▸ Bronfragment:
········
Terwijl Huygens nogal neerkeek op de muziekcultuur van zijn eigen land, schreef hij in zijn omvangrijke correspondentie met warmte over la famille musicale en la maison musicale van de Duarte’s en noemde hij hun huis een Antwerpse Parnassus. De muzikale kring van de Duarte’s was een ontmoetingsplaats voor kunstenaars en voor de nieuwste Europese stijlen. Ze had belangstelling voor de Nederlandse en de Engelse muziek, maar ook voor de Franse en Italiaanse. De kunsten vormden voor de familie een universele taal waarmee religieuze en geografische grenzen konden worden overstegen.

Enkele andere getuigenissen uit die tijd:

‘Ik verheug mij reeds over het musiceren in het huis van de edele heer Duarte, omdat ik dat slechts zo heb meegemaakt in Venetië in het gezelschap van Claudio Monteverdi.’ (Giuliano Calandrini)

‘Ik was die avond uitgenodigd door de heer Duarte, een Portugees van geboorte en een buitensporig welgestelde handelaar van wie het paleis – naar ik kon vaststellen – bemeubeld was als dat van een prins. Zijn drie dochters vermaakten er ons met voortreffelijke muziek, zowel vocale als instrumentale, waarna we de avond afsloten met een aangename maaltijd.’ (John Evelyn)
········
▸ Vermelde gegevens:
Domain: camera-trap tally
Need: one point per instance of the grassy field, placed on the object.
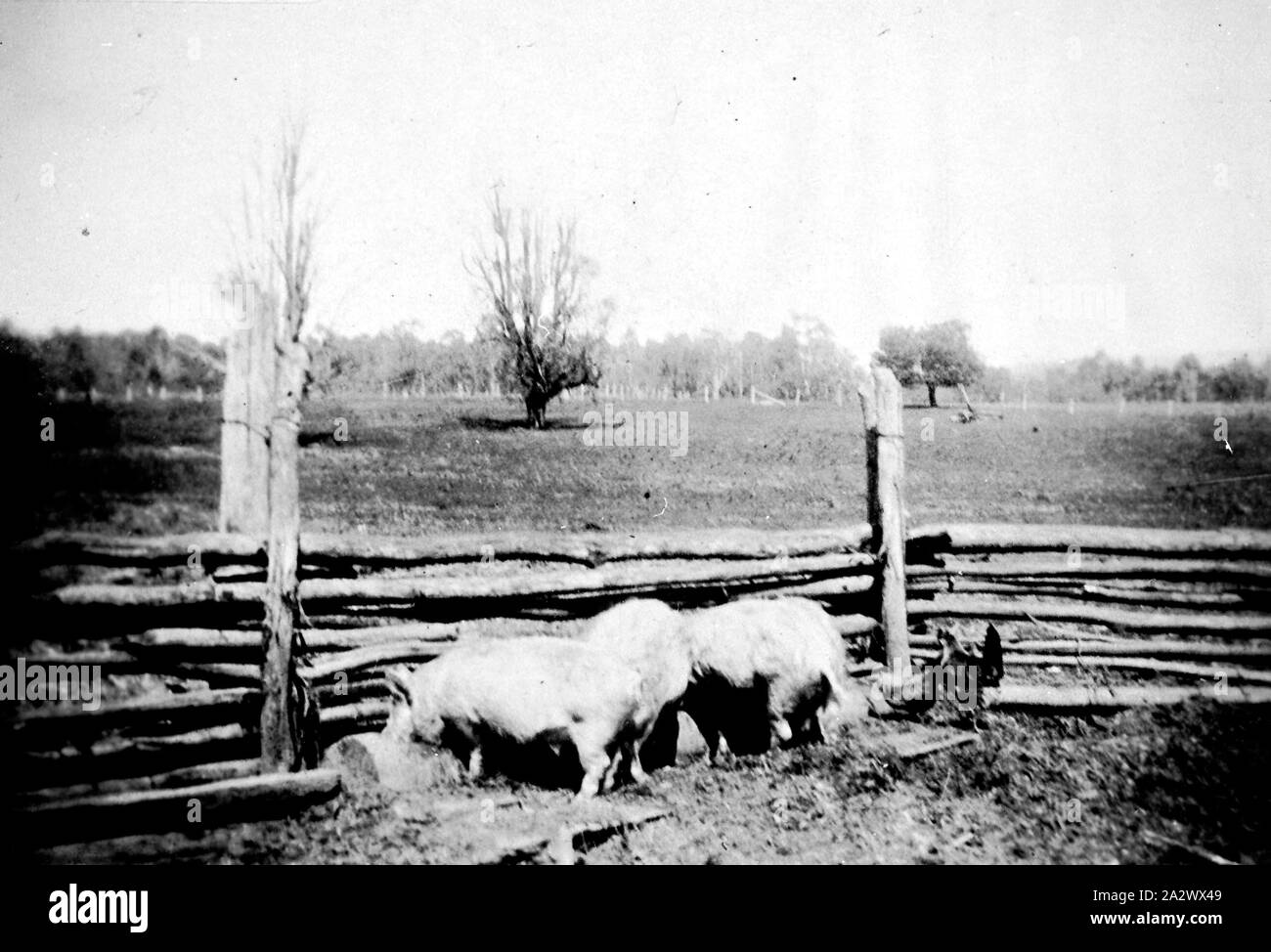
(1194, 774)
(412, 466)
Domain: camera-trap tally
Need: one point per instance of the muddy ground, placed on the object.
(1147, 786)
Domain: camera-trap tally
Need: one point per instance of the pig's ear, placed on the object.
(398, 680)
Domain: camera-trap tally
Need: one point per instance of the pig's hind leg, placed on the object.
(595, 757)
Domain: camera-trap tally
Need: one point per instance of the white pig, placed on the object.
(767, 667)
(520, 692)
(644, 634)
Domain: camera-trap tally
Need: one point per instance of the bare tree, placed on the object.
(537, 286)
(274, 257)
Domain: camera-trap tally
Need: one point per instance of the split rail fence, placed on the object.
(178, 623)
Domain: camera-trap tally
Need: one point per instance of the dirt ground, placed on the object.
(1138, 787)
(1045, 790)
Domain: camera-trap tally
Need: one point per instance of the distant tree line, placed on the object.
(1101, 379)
(802, 359)
(89, 365)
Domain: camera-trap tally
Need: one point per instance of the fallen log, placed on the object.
(1160, 841)
(190, 641)
(176, 714)
(1232, 675)
(63, 548)
(922, 750)
(1114, 541)
(1127, 647)
(741, 544)
(1041, 699)
(1220, 626)
(375, 656)
(1092, 593)
(115, 757)
(1059, 570)
(186, 777)
(851, 626)
(214, 803)
(134, 596)
(614, 583)
(562, 842)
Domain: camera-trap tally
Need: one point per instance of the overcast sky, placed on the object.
(1064, 177)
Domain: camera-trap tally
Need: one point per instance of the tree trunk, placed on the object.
(537, 410)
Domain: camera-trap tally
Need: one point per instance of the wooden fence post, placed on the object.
(885, 470)
(246, 406)
(283, 587)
········
▸ Uit te voeren taken:
(a) Neem uit de tekst over de familie Duarte letterlijk het stuk over van "Terwijl Huygens nogal" tot en met "konden worden overstegen.".
(b) Beantwoord aan de hand van de tekst over de familie Duarte de volgende vragen:
(i) Hoe noemde Huygens het huis van de Duarte's?
(ii) In welke stad en in wiens gezelschap had Giuliano Calandrini volgens zijn getuigenis eerder zo'n musiceren meegemaakt?
(iii) Hoeveel dochters van de heer Duarte vermaakten volgens John Evelyn het gezelschap met muziek?
(c) Schrijf de tekst over de familie Duarte verder vanaf de laatste zin.

▸ Antwoorden per taak:
(a)
Terwijl Huygens nogal neerkeek op de muziekcultuur van zijn eigen land, schreef hij in zijn omvangrijke correspondentie met warmte over la famille musicale en la maison musicale van de Duarte’s en noemde hij hun huis een Antwerpse Parnassus. De muzikale kring van de Duarte’s was een ontmoetingsplaats voor kunstenaars en voor de nieuwste Europese stijlen. Ze had belangstelling voor de Nederlandse en de Engelse muziek, maar ook voor de Franse en Italiaanse. De kunsten vormden voor de familie een universele taal waarmee religieuze en geografische grenzen konden worden overstegen.

(b)
(i) Een Antwerpse Parnassus.
(ii) In Venetië, in het gezelschap van Claudio Monteverdi.
(iii) Drie.

(c)
‘Wat de heer de Warty [Duarte gespeld op zijn Engels, vj] en zijn dochters betreft: ik heb alles gehoord. Ze vormen een mooi en harmonieus consort van luiten, viola da gamba, virginalen en stemmen. Ik twijfel er niet aan dat u er veel genoegen bij zult ondervinden ze te horen spelen.’ (Willam Swann)

Muziekkamer

Wat bekend is over de familie Duarte komt veelal uit overgeleverde correspondentie. Is het daarom dat de tentoonstelling in Museum Vleeshuis veeleer bescheiden is? Zelfs over hun leven kom je er weinig te weten. Daarvoor moet je naar de website, waar nochtans wel veel biografische info te lezen valt. Op de expo zijn wat partituren en boeken te zien, evenals siervoorwerpen uit hun tijd. Voor meer wordt doorverwezen naar het Snijdershuis, waar een muziekkamer is ingericht. Daar zag ik eerder dit jaar enkele instrumenten van de familie. Een beetje vreemd en toch wat ontgoochelend dat het sowieso schaarse materiaal dus uiteen getrokken is. Al zijn het Snijdershuis en het aanpalende Rockoxhuis in de Keizerstraat natuurlijk ook een bezoek meer dan waard.

Wie meer te weten wil komen over de Duarte’s en over de composities van Leonora en haar tijdgenoten, raadpleegt dus het best de website of schaft zich de cd met bijbehorend boekje aan. De kinderen Duarte lieten geen nakomelingen na, hun kunstcollectie raakte verspreid, hun partituren (op die enkele van Leonora na) zijn verloren. Maar ‘via de muziek op deze opname kunnen we ons heel even te gast voelen bij de familie Duarte’, besluiten Thomas Baeté en conservator Timothy De Paepe in het cd-boekje.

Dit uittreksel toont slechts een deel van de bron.